* REQUIREMENTS:
Find the line that contains "Task: mark one point on every instance of the upper"; then retype it and each line after it, exactly, through the final line of the data below.

——————————

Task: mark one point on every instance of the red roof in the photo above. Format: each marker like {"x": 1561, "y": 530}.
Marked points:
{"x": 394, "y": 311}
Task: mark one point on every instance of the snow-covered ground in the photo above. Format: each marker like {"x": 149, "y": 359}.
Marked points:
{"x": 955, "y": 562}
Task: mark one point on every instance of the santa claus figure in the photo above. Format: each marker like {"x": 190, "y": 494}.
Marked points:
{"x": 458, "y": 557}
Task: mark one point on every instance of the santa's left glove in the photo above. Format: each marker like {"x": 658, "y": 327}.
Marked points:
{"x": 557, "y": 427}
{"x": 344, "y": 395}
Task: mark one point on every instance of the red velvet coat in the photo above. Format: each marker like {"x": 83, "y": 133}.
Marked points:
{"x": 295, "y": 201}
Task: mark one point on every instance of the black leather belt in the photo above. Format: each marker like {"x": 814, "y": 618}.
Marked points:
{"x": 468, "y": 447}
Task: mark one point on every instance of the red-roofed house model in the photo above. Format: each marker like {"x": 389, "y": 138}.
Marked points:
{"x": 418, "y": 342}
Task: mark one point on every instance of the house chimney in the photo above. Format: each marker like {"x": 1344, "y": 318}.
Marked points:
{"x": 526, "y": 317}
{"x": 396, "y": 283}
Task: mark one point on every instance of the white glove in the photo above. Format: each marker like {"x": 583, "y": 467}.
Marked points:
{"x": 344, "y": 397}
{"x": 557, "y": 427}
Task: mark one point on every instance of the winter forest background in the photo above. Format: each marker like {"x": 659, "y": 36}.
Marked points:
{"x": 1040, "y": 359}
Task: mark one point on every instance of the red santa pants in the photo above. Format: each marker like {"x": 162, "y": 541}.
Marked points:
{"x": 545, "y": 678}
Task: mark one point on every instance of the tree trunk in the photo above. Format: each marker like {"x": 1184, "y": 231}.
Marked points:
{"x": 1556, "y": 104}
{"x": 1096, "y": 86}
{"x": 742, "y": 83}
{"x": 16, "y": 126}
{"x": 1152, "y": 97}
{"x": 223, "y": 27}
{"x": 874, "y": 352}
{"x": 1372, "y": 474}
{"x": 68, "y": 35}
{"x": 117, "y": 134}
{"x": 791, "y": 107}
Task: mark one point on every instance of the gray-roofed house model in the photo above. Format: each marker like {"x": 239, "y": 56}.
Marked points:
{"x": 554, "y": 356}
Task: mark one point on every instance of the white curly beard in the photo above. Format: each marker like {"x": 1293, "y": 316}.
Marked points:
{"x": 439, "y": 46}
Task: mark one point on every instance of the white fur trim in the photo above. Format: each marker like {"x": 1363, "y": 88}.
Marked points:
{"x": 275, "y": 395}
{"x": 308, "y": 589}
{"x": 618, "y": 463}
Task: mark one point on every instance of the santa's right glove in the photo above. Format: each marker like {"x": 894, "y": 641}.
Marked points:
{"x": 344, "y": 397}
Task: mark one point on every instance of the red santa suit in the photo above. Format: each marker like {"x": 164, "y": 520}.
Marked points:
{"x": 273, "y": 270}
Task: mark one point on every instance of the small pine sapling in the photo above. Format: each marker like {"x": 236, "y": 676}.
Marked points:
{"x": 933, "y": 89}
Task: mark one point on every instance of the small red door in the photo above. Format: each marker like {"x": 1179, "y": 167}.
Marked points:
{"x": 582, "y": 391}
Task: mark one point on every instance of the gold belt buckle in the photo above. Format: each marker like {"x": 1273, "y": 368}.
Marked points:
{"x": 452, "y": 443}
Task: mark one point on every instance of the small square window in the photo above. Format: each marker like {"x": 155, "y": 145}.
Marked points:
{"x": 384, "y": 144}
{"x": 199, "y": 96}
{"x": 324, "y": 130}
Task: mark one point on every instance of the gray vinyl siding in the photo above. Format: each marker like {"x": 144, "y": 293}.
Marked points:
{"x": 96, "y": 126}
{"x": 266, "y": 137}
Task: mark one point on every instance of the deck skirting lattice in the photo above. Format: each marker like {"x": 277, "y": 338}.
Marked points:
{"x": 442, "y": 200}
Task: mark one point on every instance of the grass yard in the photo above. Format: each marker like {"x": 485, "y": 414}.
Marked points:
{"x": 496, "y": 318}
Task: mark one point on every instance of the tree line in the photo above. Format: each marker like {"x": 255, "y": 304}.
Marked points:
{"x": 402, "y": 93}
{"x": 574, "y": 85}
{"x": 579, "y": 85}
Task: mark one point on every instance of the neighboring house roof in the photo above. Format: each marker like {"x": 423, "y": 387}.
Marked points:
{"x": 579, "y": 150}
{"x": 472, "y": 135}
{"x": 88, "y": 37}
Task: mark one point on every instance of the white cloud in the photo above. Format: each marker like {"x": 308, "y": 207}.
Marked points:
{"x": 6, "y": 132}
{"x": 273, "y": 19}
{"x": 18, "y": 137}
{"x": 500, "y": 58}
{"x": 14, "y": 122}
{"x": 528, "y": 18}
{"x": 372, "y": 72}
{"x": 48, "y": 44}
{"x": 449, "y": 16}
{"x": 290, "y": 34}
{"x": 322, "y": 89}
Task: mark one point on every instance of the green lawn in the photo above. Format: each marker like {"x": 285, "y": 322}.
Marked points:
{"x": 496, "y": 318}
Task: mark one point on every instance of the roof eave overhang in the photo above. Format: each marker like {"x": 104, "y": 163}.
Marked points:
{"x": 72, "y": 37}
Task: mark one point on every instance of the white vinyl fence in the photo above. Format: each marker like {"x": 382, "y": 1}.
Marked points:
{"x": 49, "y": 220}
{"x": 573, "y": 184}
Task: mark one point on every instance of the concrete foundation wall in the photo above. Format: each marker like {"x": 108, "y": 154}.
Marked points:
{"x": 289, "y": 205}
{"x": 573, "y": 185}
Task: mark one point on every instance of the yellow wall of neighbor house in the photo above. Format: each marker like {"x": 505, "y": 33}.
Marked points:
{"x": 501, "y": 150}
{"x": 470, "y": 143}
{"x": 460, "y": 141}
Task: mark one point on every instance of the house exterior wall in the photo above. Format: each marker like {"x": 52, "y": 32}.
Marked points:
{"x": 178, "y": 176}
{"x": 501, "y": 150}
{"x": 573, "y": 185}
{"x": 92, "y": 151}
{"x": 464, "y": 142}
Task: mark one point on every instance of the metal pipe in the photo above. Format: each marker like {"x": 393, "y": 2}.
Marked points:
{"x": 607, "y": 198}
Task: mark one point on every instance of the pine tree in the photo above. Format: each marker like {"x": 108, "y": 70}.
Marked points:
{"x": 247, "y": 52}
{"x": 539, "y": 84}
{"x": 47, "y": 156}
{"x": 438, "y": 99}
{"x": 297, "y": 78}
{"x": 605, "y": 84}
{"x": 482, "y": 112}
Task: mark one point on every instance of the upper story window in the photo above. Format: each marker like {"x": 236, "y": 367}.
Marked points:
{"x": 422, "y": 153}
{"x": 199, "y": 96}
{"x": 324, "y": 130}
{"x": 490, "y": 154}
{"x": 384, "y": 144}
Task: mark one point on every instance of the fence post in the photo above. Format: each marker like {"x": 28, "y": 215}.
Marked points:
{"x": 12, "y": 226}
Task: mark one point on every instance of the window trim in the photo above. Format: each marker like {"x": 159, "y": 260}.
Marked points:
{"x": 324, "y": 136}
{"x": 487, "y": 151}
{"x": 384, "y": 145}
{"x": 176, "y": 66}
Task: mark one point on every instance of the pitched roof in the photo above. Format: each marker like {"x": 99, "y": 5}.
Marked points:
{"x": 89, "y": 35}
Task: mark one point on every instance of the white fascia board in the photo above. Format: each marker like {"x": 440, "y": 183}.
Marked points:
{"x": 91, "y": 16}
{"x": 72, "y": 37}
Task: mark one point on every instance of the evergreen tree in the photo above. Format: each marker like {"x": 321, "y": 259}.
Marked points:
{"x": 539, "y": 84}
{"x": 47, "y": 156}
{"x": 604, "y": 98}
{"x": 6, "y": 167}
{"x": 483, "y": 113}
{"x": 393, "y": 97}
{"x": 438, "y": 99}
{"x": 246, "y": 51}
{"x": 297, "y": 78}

——————————

* EXERCISE ANSWER:
Task: mark one point on every instance of the upper story window in the photo above. Format: each marker like {"x": 236, "y": 367}.
Marked points:
{"x": 422, "y": 153}
{"x": 199, "y": 96}
{"x": 324, "y": 130}
{"x": 490, "y": 154}
{"x": 384, "y": 144}
Task: mark one point on every instance of the fence post in the photo above. Format: each marker like {"x": 28, "y": 215}.
Marked points:
{"x": 12, "y": 226}
Task: mark one point on every instance of the window trim in the photo above. Format: each marker like {"x": 159, "y": 260}.
Marked points:
{"x": 324, "y": 136}
{"x": 487, "y": 151}
{"x": 384, "y": 145}
{"x": 176, "y": 66}
Task: mark one point on every instance of the pitched roof in the photo above. Format: each marker like {"x": 99, "y": 5}.
Marked points:
{"x": 89, "y": 35}
Task: mark one point on every instance of the white fascia board in the photo above. Format: each marker like {"x": 440, "y": 183}.
Marked points:
{"x": 91, "y": 16}
{"x": 72, "y": 37}
Task: mark one point on every instance of the evergreen tree in the photo above. Format: each marker like {"x": 321, "y": 259}.
Marked points:
{"x": 539, "y": 84}
{"x": 47, "y": 156}
{"x": 604, "y": 98}
{"x": 6, "y": 167}
{"x": 483, "y": 113}
{"x": 393, "y": 97}
{"x": 438, "y": 99}
{"x": 246, "y": 51}
{"x": 297, "y": 78}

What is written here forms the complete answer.